Items from a dataset:
++++

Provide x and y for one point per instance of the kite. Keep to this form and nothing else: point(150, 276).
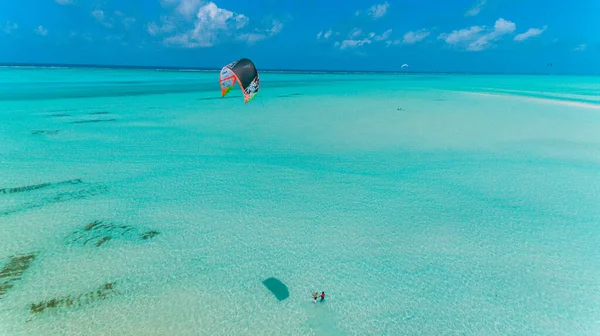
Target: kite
point(245, 74)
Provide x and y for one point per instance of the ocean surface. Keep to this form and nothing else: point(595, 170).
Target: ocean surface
point(140, 202)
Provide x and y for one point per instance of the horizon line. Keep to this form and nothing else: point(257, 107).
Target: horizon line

++++

With the line that contains "else: point(595, 170)." as your start, reproduce the data above exactly through its last line, and nothing before that start.

### Result
Provide x and y for one point per instance of the ocean surface. Keep to this form and nothing else: point(595, 170).
Target: ocean surface
point(140, 202)
Provide x and y for one point per instance of the horizon line. Keep to this form and nothing else: point(257, 107).
Target: horizon line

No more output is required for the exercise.